Pointing records:
-------------------------
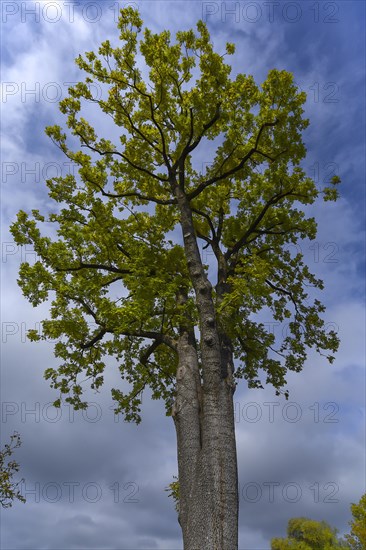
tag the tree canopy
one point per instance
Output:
(356, 539)
(307, 534)
(110, 256)
(9, 489)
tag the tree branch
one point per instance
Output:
(236, 169)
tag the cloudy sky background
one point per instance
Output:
(93, 481)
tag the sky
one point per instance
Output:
(93, 481)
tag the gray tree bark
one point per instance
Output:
(204, 417)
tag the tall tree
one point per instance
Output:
(122, 256)
(9, 489)
(356, 539)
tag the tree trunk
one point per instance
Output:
(207, 465)
(204, 417)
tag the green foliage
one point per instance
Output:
(307, 534)
(106, 254)
(9, 489)
(173, 489)
(356, 539)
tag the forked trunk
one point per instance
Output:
(207, 464)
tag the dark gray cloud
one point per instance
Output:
(94, 482)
-------------------------
■ What is required ■
Rewrite every line of the entries above as a Markdown table with the columns Number and Entry Line, one numbered row per line and no rows for blank lines. Omit the pictures from the table.

■ Result for this task ■
| Number | Entry Line |
|---|---|
| 1 | tag the tree canopy |
| 2 | one point per instance |
| 3 | Output: |
| 4 | (356, 539) |
| 5 | (307, 534) |
| 6 | (110, 256) |
| 7 | (9, 489) |
| 8 | tag the tree branch |
| 9 | one point per instance |
| 10 | Output: |
| 11 | (236, 169) |
| 12 | tag the cloudy sky background |
| 13 | one point per instance |
| 14 | Output: |
| 15 | (93, 481) |
| 16 | tag the sky |
| 17 | one point per instance |
| 18 | Output: |
| 19 | (93, 481) |
| 20 | tag the gray tree bark |
| 21 | one point per instance |
| 22 | Output: |
| 23 | (204, 417) |
| 24 | tag the tall tree |
| 25 | one point per instance |
| 26 | Output: |
| 27 | (122, 256) |
| 28 | (9, 489) |
| 29 | (356, 539) |
| 30 | tag the tree trunk |
| 31 | one point per instance |
| 32 | Output: |
| 33 | (207, 465) |
| 34 | (204, 417) |
| 35 | tag the green foliage |
| 36 | one point per instance |
| 37 | Output: |
| 38 | (307, 534) |
| 39 | (106, 254) |
| 40 | (9, 489) |
| 41 | (173, 489) |
| 42 | (356, 539) |
| 43 | tag the forked trunk |
| 44 | one point per instance |
| 45 | Output: |
| 46 | (207, 464) |
| 47 | tag the dark gray cloud |
| 48 | one point per instance |
| 49 | Output: |
| 50 | (94, 482) |